【特集】GP AWARD 2020
2020年の前半は旅行などのレジャーが難しくなったことで、カメラ市場にとっては厳しい時期だったが、新製品はレベルの高いモデルが続々と登場。新たなスタイルの提案などもあり、今後注目したい製品が顔を揃えた。
■ミラーレスを中心に動画人気を受けた新機軸も登場
3眼や4眼も珍しくないほどスマホのカメラが高機能化する一方で、ミラーレス一眼をはじめとするデジカメは、高性能と小型サイズを高水準で両立させるモデルが増えている。中でもキヤノン「EOS R5」は「プロカメラマン待望の1台」と、写真家の大浦タケシさんは高く評価する。
「キヤノンの本気を感じさせるフルサイズミラーレスで、新開発センサーの画質だけでなく、一眼レフにかなり近い操作系を採用したところもいいですね。全体の作りもプロユースで満足できるレベルだと思います」

# # #

■ **課題**:
カメラ特集の記事を、最後の一文の後から書き継いでください。

バウンディングボックスのデータ
# # #

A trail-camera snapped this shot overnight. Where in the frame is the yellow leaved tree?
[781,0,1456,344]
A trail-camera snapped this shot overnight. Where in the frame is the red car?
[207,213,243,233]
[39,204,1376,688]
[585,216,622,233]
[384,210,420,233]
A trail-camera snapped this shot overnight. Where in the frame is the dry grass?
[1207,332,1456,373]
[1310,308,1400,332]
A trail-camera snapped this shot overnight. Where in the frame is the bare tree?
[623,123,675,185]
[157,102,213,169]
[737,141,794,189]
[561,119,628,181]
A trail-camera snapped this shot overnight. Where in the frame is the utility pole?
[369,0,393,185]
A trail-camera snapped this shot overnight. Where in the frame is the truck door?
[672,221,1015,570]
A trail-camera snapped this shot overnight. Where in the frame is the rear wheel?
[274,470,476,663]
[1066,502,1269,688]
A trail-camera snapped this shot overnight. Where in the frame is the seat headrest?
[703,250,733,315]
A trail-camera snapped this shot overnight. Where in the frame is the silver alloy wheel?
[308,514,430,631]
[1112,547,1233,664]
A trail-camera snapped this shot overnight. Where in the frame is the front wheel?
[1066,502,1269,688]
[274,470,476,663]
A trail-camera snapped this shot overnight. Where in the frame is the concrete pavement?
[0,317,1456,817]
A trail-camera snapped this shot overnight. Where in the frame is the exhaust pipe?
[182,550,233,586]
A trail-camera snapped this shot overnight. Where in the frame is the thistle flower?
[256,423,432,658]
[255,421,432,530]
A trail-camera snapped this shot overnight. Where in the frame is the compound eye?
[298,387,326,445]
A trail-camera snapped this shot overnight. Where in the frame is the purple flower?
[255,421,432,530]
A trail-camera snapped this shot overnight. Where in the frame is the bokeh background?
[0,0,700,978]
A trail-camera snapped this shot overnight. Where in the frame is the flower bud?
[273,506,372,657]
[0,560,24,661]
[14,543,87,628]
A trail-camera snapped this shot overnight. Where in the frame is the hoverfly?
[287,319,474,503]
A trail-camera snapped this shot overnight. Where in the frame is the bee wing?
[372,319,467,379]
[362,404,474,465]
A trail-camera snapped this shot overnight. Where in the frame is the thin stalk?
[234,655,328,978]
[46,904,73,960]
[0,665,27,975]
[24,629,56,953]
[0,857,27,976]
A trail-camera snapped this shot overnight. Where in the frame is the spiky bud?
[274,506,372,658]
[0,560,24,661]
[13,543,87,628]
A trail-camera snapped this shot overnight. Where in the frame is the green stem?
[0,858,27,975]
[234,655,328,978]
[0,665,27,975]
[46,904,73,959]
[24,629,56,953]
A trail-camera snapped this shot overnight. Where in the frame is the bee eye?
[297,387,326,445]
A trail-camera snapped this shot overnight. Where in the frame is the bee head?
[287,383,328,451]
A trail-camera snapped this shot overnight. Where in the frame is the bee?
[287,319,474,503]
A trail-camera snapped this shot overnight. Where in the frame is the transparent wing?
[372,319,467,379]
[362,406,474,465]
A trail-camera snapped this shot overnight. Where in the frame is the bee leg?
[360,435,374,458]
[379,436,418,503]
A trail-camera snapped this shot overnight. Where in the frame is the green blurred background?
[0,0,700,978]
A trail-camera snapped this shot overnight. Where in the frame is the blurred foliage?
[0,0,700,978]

# # #

■ **解答**:
ミラーレスでは、他にもコンパクトながら上位機と同様の技術を採用するモデルが登場。使い勝手も画質も満足できる完成度の高いカメラが人気だ。撮影機器の1ジャンルとしてすっかり定着したドローンも、高画質化と操作性の向上が進んでいる。
また、昨今の動画人気を受けた新機軸モデルもお目見えした。
「YouTubeなどを意識した動画ログ機能を充実させたモデルが出てきました。今年は自宅でYouTuberデビューする人も増えたので、今後このジャンルは注目されそうです」
完成度の高さと新たな提案が目を引いた年のカメラ市場。五輪を控える年もハイレベルな製品が登場しそうだ。
カメラ誌やWeb媒体等で多くのレビュー記事などを執筆するカメラマン。フィルムカメラから最新デジタルカメラ、ドローンまで、興味の対象は幅広い。2006年よりカメラグランプリ外部選考委員を務めている
■スチールカメラ
1. 高精細・高速連写・8K動画で表現の幅を広げるフルサイズミラーレス
キヤノン
「EOS R5」(実勢価格:46万円前後)
性能と操作性のバランスがよく、完成度の高さが光る1台。特に背面の操作系を一眼レフモデルに近づけたことは、プロ待望の改良だと思います(大浦さん)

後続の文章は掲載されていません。